§ Reading text:

»»

As noted above, polypropylene is extremely effective, but you don’t need polypropylene to make an effective mask.  Simple cotton masks are effective at protecting you and those around you.  If you need to make a mask with simple household items, you can make it with a bandanna and two hair ties, as shown in this YouTube video.

I love this design because of it’s simplicity.  It gives you at least 2 layers of cotton, and you can fold another material into the mask to make it more effective.  For example, you can fold a dish rag or a paper towel into it to increase it’s effectiveness.  Also, I’ve seen some materials engineering types say that dried out swiffer wipes make great filters.  If you can get your hands on polypropylene, you can fold that into the bandanna to make it as good as a surgical mask.

EDIT:  Also, you can launder the cloth masks to kill the COVID19 particles.  The soap in the washer, and the heat of the drier kills almost everything, including COVID19.  The heat will destroy polypropylene effectiveness, though, which is why you need to use alcohol with polypropylene.

««

§ Extracted records:
»»

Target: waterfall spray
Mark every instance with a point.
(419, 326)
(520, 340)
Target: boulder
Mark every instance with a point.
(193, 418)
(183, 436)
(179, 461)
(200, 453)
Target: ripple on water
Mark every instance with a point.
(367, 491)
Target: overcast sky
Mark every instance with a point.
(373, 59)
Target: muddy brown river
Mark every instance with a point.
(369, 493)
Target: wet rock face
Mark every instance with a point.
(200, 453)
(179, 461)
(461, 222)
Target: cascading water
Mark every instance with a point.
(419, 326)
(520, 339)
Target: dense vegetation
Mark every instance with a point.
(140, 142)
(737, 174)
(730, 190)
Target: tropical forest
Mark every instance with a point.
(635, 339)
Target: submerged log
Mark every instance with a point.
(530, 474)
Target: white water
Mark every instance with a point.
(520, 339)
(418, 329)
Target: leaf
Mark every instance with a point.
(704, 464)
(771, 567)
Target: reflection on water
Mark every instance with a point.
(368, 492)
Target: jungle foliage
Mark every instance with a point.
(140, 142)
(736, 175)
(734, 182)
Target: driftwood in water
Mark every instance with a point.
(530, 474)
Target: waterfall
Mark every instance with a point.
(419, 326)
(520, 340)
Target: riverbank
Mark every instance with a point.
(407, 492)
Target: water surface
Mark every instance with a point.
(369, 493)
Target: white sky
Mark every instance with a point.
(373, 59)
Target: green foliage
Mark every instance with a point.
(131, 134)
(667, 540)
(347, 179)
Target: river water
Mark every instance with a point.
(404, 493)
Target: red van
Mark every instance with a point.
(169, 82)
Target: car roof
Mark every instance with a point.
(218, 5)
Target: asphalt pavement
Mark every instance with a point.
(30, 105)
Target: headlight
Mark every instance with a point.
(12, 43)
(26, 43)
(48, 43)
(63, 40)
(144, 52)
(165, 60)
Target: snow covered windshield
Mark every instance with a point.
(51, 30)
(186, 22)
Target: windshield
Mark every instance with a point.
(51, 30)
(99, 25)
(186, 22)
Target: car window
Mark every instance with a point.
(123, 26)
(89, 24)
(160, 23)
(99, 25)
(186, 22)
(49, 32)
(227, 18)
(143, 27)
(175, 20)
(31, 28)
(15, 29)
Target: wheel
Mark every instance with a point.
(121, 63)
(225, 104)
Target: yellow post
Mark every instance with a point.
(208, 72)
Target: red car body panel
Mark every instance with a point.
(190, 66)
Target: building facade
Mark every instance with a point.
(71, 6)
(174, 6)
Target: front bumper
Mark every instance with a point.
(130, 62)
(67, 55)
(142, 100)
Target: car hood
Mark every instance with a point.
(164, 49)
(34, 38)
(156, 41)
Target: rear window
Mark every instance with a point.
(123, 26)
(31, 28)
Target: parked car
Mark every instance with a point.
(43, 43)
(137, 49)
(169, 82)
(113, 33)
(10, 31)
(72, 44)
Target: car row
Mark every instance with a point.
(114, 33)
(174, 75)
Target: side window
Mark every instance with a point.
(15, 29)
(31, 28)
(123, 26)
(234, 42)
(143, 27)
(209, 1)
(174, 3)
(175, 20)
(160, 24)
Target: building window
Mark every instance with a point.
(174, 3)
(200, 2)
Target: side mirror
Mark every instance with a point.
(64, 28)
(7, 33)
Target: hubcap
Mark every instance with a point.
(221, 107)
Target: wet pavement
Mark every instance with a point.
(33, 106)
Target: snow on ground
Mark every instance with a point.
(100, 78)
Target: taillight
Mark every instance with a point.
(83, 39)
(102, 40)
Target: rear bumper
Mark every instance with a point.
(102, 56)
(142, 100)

««

§ Exercise:
Answer these questions from the text on cloth masks:
(a) Which two household items does the text say a simple mask can be made with?
(b) According to some materials engineering types, what makes a great filter?
(c) What does the heat of the drier do to polypropylene?
The rows are separate material and have no connection to the text on cloth masks.

§ Exercise output:
(a) A bandanna and two hair ties.
(b) Dried-out swiffer wipes.
(c) It destroys polypropylene's effectiveness.